## What you should do
Reproduce every record below exactly as it appears.

________

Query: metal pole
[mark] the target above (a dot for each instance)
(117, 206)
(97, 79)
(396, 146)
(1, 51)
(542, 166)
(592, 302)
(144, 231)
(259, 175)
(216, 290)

________

## Task response
Query: metal pole
[mark] the target above (a dot for each instance)
(117, 206)
(97, 79)
(396, 146)
(1, 51)
(542, 166)
(592, 302)
(144, 231)
(259, 175)
(216, 290)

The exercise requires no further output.